Rewrite every line of the rows below as a Markdown table with two columns: No for a running line number and Line for the line's text. Leave out blank lines.

☆ ☆ ☆ ☆ ☆ ☆ ☆

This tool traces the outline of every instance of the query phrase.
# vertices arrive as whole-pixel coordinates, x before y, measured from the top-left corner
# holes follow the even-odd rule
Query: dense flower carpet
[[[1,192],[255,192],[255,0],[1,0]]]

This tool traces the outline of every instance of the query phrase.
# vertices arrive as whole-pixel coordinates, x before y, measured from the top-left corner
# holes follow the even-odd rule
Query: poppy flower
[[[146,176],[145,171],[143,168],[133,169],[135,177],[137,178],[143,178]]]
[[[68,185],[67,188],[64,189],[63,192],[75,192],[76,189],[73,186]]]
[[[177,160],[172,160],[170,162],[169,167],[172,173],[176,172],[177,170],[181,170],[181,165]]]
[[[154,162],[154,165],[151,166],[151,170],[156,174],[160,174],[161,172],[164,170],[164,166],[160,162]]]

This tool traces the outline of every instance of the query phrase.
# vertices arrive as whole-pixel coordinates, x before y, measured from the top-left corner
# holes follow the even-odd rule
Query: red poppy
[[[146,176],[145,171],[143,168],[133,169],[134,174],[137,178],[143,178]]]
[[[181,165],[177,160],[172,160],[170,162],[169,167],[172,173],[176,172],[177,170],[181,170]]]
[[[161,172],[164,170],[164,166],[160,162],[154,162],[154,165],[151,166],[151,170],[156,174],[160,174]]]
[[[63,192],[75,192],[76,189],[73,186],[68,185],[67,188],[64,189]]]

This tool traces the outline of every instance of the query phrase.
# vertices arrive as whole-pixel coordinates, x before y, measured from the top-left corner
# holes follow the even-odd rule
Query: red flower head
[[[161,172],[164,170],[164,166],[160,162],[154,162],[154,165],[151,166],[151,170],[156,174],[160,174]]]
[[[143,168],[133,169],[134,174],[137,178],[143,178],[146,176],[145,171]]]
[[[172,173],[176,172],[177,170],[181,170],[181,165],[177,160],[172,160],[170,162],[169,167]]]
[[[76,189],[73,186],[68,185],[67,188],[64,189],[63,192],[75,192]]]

☆ ☆ ☆ ☆ ☆ ☆ ☆

Response —
| No | Line |
|---|---|
| 1 | This tool traces the outline of every instance of the query phrase. |
| 2 | # vertices arrive as whole-pixel coordinates, x before y, measured from the top-left corner |
| 3 | # holes follow the even-odd rule |
| 4 | Query: dense flower carpet |
| 5 | [[[1,192],[255,192],[255,0],[1,0]]] |
| 6 | This tool traces the outline of every instance of the query phrase. |
| 7 | # vertices arrive as whole-pixel coordinates, x before y, measured from the top-left corner |
| 8 | # holes follow the even-odd rule |
| 9 | Query: poppy flower |
| 10 | [[[146,176],[145,171],[143,168],[133,169],[135,177],[137,178],[143,178]]] |
| 11 | [[[68,185],[67,188],[64,189],[63,192],[75,192],[76,189],[73,186]]] |
| 12 | [[[177,160],[172,160],[170,162],[169,167],[172,173],[176,172],[177,170],[181,170],[181,165]]] |
| 13 | [[[154,162],[154,165],[151,166],[151,170],[156,174],[160,174],[161,172],[164,170],[164,166],[160,162]]] |
| 14 | This tool traces the outline of every instance of the query phrase. |
| 15 | # vertices arrive as whole-pixel coordinates, x before y, measured from the top-left corner |
| 16 | # holes follow the even-odd rule |
| 17 | Query: red poppy |
| 18 | [[[146,176],[145,171],[143,168],[133,169],[134,174],[137,178],[143,178]]] |
| 19 | [[[181,165],[177,160],[172,160],[170,162],[169,167],[172,173],[176,172],[177,170],[181,170]]] |
| 20 | [[[161,172],[164,170],[164,166],[160,162],[154,162],[154,165],[151,166],[151,170],[156,174],[160,174]]] |
| 21 | [[[63,192],[75,192],[76,189],[73,186],[68,185],[67,188],[64,189]]] |
| 22 | This tool traces the outline of every instance of the query phrase. |
| 23 | # vertices arrive as whole-pixel coordinates, x before y, measured from the top-left corner |
| 24 | # holes follow the even-odd rule |
| 25 | Query: red flower head |
| 26 | [[[161,172],[164,170],[164,166],[160,162],[154,162],[154,165],[151,166],[151,170],[156,174],[160,174]]] |
| 27 | [[[143,168],[133,169],[134,174],[137,178],[143,178],[146,176],[145,171]]] |
| 28 | [[[172,173],[176,172],[177,170],[181,170],[181,165],[177,160],[172,160],[170,162],[169,167]]] |
| 29 | [[[76,189],[73,186],[68,185],[67,188],[64,189],[63,192],[75,192]]] |